Text passage:
Opinion
No. 08AP-295.
Rendered on September 4, 2008.
APPEAL from the Franklin County Municipal Court, M.C. No. 2007 CVF 038630.
Weltman, Weinberg Reis Co., L.P.A., Stephen A. Santangelo and Joseph M. McCandish, for appellee.
Rudy A. Bisciotti, for appellant.
OPINION
{¶ 1} Defendant-appellant, Tanya L. Greene ("Ms. Greene"), appeals from a judgment of the Franklin County Municipal Court granting summary judgment in favor of plaintiff-appellee, GMAC, LLC ("plaintiff or "GMAC"). For reasons set forth below, we reverse the trial court's granting of summary judgment in favor of plaintiff and remand the matter with instructions.
{¶ 2} By complaint filed on August 21, 2007, alleging, among other things, that (1) Ms. Greene and Thomas J. Sutton ("Mr. Sutton") defaulted under the terms of a retail installment contract; (2) $12,028.18 was due and owing; and (3) despite a demand having been made upon them, Ms. Greene and Mr. Sutton failed to liquidate the balance due and owing, GMAC sued Ms. Greene and Mr. Sutton in the Franklin County Municipal Court.
In its complaint, GMAC erroneously referred to the retail installment contract as a lease. See plaintiff's motion for summary judgment, filed February 20, 2008 (identifying this error and seeking to leave under Civ. R. 15 to amend the pleadings to conform to the evidence).
{¶ 3} By certified mail, the clerk of court served a copy of the summons and complaint upon Mr. Sutton. Despite having received service of the complaint and summons, Mr. Sutton failed to enter an appearance before the court.

Data items:
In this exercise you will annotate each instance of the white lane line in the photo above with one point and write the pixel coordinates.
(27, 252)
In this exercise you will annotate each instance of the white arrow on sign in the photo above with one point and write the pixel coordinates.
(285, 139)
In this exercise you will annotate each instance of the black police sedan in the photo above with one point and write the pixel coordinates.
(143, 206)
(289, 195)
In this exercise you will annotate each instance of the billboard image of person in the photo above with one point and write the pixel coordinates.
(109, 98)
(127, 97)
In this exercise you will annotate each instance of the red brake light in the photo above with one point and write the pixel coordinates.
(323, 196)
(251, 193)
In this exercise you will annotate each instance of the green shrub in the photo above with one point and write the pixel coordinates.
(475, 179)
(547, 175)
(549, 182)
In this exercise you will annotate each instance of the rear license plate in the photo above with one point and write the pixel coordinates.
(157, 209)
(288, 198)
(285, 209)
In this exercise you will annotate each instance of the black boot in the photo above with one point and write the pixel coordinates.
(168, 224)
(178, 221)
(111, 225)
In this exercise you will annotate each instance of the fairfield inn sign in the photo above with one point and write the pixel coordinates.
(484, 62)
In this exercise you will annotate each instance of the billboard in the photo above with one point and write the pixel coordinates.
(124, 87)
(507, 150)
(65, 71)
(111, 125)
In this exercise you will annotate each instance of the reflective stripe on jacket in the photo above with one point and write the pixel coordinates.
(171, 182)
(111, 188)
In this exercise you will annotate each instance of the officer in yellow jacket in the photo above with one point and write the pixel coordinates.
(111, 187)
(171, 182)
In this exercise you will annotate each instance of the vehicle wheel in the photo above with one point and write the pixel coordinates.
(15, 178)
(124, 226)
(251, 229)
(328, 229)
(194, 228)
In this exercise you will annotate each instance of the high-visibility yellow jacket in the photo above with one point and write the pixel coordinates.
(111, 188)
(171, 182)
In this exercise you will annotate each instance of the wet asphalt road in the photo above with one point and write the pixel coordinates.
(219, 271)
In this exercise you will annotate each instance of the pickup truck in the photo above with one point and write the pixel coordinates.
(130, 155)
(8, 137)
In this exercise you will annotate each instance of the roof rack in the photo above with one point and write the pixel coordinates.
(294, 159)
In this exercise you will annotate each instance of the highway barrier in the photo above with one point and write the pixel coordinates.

What the task asks: Reproduce verbatim the portion of the court opinion starting with "APPEAL from the" and going on through "matter with instructions.".

Solution to this task:
APPEAL from the Franklin County Municipal Court, M.C. No. 2007 CVF 038630.
Weltman, Weinberg Reis Co., L.P.A., Stephen A. Santangelo and Joseph M. McCandish, for appellee.
Rudy A. Bisciotti, for appellant.
OPINION
{¶ 1} Defendant-appellant, Tanya L. Greene ("Ms. Greene"), appeals from a judgment of the Franklin County Municipal Court granting summary judgment in favor of plaintiff-appellee, GMAC, LLC ("plaintiff or "GMAC"). For reasons set forth below, we reverse the trial court's granting of summary judgment in favor of plaintiff and remand the matter with instructions.